◆ **Given instruction a**: In the weather text below, what did the writer wear while shooting on two of the afternoons?

◆ **Page**:
[BEGIN]
Lago Nordenskjold Mirador

 

Weather

 

Prior to the trip I had been doing a lot of research on the location’s weather and I was expecting a lot of wind, snow and rain. It was however my first trip to such a climate so I had no idea exactly what to expect. As we entered TDP for the first time, the mountains were covered in snow top to bottom (almost bottom) with a slight cap of low clouds. The upper skies were filled with the most amazing lenticular clouds I’ve ever witnessed. I didn’t think much of it because Patagonia is notorious for its wind and lenticular clouds so apart from a few comp-scouting snaps I didn’t really shoot much that day. It was a pricey mistake as it never really snowed again and I never saw proper lenticular clouds again. Sadly you need to know what’s normal to appreciate what’s special. Contrary to all the warnings it wasn’t as windy or cold as I expected it to be. I spent two afternoons shooting in shorts and a t-shirt, but I also spent many mornings wearing 3 layers. There were more calm days of reflections in the lakes than there were windy days, but when the wind decides to blow it blows properly. Walking up a hill with the Magellan winds behind you is very pleasant. You just lift your feet and the wind does the rest! And don’t think for a second that you’re going to shoot near the water when that wind is blowing. My photo to lens wipe ratio on windy days was about 3:1 if I had to take a wild guess!
[END]
◆ **Stored rows**:
[BEGIN]
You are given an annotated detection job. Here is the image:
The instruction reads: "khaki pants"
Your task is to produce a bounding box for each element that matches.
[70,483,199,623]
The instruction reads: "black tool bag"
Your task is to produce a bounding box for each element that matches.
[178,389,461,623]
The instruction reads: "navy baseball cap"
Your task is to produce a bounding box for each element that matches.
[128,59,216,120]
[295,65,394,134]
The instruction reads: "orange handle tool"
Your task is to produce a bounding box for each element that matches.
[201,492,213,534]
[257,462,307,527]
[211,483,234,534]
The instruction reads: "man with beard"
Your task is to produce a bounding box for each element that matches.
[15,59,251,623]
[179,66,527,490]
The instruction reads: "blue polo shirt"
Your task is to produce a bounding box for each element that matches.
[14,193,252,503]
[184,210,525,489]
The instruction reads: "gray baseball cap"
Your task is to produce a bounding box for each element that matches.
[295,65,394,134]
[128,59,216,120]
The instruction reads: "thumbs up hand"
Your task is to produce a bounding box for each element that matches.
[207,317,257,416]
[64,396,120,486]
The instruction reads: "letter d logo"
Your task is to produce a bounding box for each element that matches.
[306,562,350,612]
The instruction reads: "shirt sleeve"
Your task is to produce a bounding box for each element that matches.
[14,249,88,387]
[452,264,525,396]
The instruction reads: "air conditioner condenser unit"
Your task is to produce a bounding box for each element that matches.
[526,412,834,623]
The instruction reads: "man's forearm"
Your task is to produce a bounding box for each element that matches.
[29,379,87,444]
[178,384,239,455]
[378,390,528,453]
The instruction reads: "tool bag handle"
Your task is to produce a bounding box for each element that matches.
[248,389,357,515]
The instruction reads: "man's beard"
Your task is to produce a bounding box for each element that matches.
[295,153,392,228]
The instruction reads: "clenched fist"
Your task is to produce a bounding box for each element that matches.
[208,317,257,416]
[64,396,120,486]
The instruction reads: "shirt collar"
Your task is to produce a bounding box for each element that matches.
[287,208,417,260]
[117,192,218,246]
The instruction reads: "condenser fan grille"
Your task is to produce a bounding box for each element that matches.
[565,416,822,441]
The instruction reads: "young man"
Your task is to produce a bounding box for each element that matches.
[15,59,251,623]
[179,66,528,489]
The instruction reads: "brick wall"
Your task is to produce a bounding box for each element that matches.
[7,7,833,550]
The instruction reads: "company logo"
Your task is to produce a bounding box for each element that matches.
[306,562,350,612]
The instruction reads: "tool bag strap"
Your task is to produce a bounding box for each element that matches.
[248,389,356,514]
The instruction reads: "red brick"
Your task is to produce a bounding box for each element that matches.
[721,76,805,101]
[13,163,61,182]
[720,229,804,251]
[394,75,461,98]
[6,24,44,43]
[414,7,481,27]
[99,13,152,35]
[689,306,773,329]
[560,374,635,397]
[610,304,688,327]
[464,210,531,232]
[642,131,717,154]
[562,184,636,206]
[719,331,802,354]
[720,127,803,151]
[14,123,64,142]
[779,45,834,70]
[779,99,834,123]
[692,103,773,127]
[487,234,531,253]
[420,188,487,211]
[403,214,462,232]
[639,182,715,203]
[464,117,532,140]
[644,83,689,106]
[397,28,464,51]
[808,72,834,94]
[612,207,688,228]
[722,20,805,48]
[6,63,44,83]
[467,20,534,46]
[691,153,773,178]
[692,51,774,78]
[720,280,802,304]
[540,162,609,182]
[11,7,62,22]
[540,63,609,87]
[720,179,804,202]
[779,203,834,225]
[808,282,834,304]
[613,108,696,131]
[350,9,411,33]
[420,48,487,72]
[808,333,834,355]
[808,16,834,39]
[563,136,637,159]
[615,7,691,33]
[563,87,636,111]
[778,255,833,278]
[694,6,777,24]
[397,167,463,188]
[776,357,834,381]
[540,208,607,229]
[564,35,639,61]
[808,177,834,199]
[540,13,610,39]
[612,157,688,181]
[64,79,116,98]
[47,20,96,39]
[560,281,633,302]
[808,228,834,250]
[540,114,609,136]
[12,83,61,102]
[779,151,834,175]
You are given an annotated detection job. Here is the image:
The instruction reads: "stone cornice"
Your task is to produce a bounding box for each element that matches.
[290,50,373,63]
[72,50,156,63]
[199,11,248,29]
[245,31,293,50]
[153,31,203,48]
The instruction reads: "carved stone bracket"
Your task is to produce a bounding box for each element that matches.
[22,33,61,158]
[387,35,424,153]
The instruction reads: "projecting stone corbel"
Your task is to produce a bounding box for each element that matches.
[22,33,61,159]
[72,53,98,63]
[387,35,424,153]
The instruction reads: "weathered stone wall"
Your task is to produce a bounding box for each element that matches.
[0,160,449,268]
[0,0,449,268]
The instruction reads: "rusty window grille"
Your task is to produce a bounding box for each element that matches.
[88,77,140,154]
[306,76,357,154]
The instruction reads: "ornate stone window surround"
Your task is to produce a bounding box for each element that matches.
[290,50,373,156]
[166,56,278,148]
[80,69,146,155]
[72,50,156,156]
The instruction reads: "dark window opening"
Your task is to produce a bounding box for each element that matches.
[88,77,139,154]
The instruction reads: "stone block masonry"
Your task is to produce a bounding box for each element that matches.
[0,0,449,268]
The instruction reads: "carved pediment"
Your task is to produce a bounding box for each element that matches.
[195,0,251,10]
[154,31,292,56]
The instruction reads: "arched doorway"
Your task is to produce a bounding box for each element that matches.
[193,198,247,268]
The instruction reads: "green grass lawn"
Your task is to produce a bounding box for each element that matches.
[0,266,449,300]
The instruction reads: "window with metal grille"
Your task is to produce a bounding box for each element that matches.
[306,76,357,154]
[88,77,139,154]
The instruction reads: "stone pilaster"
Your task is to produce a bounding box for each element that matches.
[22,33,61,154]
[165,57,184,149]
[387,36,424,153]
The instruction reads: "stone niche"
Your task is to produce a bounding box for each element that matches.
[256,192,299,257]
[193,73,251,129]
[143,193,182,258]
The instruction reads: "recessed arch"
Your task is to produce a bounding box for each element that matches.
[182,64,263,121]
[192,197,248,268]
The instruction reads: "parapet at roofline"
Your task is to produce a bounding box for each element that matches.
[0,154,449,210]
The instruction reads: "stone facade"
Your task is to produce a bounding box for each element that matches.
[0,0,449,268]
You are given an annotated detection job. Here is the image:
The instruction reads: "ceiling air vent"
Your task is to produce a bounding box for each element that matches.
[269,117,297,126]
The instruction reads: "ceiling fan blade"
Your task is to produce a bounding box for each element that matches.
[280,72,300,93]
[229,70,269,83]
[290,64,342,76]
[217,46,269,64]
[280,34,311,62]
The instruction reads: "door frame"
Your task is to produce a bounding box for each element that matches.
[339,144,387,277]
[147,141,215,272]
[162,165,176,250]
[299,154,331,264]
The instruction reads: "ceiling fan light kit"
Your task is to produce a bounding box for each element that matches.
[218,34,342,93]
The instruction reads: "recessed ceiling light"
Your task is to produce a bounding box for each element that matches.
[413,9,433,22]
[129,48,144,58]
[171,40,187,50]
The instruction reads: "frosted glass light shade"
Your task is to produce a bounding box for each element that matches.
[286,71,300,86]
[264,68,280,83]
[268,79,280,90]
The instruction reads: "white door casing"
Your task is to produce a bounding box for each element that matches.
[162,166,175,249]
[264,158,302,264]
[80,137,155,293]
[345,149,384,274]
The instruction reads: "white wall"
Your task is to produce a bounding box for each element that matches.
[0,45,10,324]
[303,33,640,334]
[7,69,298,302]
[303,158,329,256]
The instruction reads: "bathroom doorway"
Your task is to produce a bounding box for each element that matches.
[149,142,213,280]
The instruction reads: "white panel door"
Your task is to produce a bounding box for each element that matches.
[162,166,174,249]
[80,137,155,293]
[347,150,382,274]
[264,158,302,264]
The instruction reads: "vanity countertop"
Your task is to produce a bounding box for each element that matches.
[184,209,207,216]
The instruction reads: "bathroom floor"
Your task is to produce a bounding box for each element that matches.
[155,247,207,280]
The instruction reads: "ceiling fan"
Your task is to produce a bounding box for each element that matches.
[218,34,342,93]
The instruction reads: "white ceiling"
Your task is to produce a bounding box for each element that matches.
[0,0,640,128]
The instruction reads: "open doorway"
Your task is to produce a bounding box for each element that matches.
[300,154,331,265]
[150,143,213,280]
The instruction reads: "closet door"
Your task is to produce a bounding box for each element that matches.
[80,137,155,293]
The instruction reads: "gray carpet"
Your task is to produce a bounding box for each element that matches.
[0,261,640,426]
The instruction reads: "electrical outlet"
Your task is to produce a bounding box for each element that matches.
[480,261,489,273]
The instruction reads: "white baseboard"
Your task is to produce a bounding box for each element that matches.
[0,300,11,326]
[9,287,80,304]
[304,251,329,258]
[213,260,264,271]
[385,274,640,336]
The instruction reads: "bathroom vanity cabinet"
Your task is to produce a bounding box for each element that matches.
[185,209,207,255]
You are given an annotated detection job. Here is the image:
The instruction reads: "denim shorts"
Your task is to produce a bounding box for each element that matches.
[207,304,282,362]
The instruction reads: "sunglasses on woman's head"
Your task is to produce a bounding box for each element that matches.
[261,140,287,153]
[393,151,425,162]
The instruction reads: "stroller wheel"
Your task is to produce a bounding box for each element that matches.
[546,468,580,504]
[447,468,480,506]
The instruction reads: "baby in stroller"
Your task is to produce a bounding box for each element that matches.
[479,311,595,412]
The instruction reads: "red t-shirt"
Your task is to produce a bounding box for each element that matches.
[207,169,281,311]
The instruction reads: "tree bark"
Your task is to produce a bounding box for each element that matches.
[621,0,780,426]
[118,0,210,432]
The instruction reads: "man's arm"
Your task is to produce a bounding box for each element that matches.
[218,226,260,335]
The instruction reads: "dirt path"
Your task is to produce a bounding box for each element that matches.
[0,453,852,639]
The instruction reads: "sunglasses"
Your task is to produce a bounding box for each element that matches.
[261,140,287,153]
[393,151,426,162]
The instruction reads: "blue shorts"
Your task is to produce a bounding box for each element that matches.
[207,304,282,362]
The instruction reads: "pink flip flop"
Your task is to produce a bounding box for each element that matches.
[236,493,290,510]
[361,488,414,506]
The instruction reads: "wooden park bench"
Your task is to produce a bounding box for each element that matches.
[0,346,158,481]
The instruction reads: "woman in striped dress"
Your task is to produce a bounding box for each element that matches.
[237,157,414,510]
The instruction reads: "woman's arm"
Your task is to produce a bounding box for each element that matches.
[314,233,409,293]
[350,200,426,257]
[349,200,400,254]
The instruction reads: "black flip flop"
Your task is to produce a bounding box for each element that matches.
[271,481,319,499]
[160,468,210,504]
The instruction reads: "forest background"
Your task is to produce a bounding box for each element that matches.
[END]
◆ **Given instruction b**: Report every line of the records above that contains the word "beard", copying each line in full.

◆ **Task result a**: Shorts and a t-shirt.

◆ **Task result b**:
The instruction reads: "man with beard"
The instruction reads: "man's beard"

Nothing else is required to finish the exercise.